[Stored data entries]
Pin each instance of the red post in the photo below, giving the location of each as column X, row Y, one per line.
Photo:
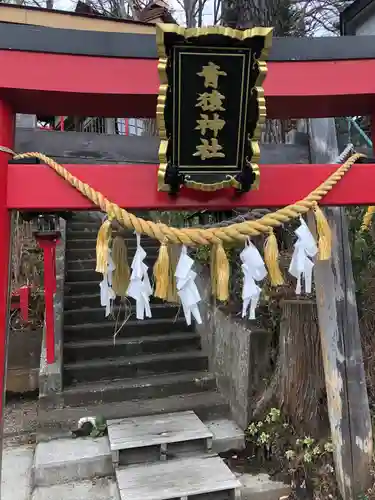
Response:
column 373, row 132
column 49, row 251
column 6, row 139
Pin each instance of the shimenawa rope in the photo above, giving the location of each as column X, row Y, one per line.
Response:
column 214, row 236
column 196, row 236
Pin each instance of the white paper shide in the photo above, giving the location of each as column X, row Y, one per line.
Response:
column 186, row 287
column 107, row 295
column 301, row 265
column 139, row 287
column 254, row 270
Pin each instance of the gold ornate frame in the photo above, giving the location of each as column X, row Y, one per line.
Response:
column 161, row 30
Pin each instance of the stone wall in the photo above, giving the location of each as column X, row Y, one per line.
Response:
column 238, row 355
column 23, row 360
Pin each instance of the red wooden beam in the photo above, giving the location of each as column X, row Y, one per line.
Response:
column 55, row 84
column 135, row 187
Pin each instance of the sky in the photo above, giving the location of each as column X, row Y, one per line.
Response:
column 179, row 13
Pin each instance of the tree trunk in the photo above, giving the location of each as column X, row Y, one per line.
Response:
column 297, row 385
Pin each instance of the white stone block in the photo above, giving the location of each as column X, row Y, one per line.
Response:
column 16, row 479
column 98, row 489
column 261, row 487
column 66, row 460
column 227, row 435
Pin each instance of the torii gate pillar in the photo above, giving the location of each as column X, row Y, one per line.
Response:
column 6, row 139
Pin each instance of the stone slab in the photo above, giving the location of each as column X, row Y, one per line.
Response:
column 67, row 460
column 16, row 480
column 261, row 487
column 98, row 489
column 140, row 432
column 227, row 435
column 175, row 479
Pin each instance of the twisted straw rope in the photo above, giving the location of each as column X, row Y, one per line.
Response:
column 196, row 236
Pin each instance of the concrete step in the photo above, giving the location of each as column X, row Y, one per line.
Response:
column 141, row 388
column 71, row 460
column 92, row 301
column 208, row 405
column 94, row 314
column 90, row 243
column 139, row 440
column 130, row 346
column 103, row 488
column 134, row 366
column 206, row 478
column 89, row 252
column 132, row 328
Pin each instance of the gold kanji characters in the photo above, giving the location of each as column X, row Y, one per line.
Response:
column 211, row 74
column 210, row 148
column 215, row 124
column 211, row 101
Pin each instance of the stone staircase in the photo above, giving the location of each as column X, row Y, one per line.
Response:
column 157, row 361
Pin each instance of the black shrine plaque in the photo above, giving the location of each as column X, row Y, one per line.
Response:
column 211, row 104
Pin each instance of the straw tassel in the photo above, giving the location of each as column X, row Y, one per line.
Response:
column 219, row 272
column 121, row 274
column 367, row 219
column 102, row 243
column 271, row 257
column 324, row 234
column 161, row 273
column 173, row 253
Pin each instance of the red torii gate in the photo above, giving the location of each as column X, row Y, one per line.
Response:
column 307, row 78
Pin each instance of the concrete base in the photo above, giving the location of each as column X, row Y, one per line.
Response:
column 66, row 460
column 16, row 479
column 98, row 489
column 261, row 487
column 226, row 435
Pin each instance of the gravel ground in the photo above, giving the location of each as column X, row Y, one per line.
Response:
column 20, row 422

## Problem description
Your task is to repeat the entries above exactly, omitting the pictures.

## Response to the task
Pin each instance of the red post in the photo below, giving the location of each as column X, row Y, one per line.
Photo:
Response:
column 373, row 132
column 49, row 251
column 6, row 139
Pin each instance of the shimenawa rope in the photo above, giving the location of each as column X, row Y, one per line.
Response:
column 214, row 236
column 196, row 236
Pin each instance of the white paper shide in the photo above, giving the location of each as column X, row Y, one per line.
Response:
column 186, row 287
column 107, row 295
column 301, row 265
column 139, row 287
column 254, row 270
Pin each instance of the gold ornate frame in the photo above, giving the location of each as column X, row Y, one per line.
Response:
column 161, row 30
Pin each instance of the stone wall in the photo above, giving the location of each as column X, row Y, one per line.
Response:
column 238, row 355
column 23, row 360
Pin each instance of the red wooden beam in the photo above, giving the location of each as column X, row Y, one per line.
Response:
column 55, row 84
column 135, row 187
Pin each instance of the sky in the photo above, giving the location of each as column X, row Y, one per line.
Response:
column 179, row 13
Pin each instance of the tree trunk in the photo above, giving the location of each as column X, row Y, one per line.
Response:
column 297, row 385
Pin each instance of the white stone block in the photo above, giving the location of each as column X, row Y, one per line.
Response:
column 16, row 479
column 98, row 489
column 261, row 487
column 66, row 460
column 227, row 435
Pin each instance of the torii gate pillar in the photo above, giving the location of each as column X, row Y, one per line.
Response:
column 6, row 139
Pin each instance of the stone slab in the photo above, giving the location of each as column X, row Y, one per line.
Response:
column 67, row 460
column 16, row 480
column 261, row 487
column 98, row 489
column 140, row 432
column 227, row 435
column 175, row 479
Pin each instance of the twisted straw rope in the photo above, giving the location of each as column X, row Y, one per line.
Response:
column 196, row 236
Pin each instance of the concrete step in the photo above, giving the location of each as column X, row Y, one per line.
Response:
column 141, row 388
column 71, row 460
column 92, row 301
column 208, row 405
column 94, row 314
column 90, row 243
column 139, row 440
column 130, row 346
column 103, row 488
column 134, row 366
column 206, row 478
column 89, row 252
column 132, row 328
Pin each instance of the gold kanji characters in the photo above, giving the location of each as column X, row Y, one per line.
Response:
column 211, row 74
column 210, row 148
column 215, row 124
column 211, row 101
Pin each instance of the stone staircase in the photo above, giving the location of each as column X, row Y, one per line.
Response:
column 157, row 361
Pin each instance of the black shrine plaque in the photo above, giving the location of each as column X, row Y, one per line.
Response:
column 211, row 104
Pin each instance of the straw tassel in the photo above, giving the location of each as column X, row Y, one per line.
Response:
column 219, row 272
column 121, row 274
column 367, row 219
column 102, row 243
column 271, row 257
column 324, row 234
column 161, row 273
column 173, row 253
Pin each instance of the red torii gate in the photo above, giving the location of each as column X, row Y, one per line.
Response:
column 307, row 78
Pin each instance of the concrete base in the photo above, giving the location of each as column X, row Y, one per line.
Response:
column 66, row 460
column 16, row 479
column 98, row 489
column 261, row 487
column 226, row 435
Pin each instance of the gravel ground in the photo above, giving the location of each as column X, row Y, one per line.
Response:
column 20, row 422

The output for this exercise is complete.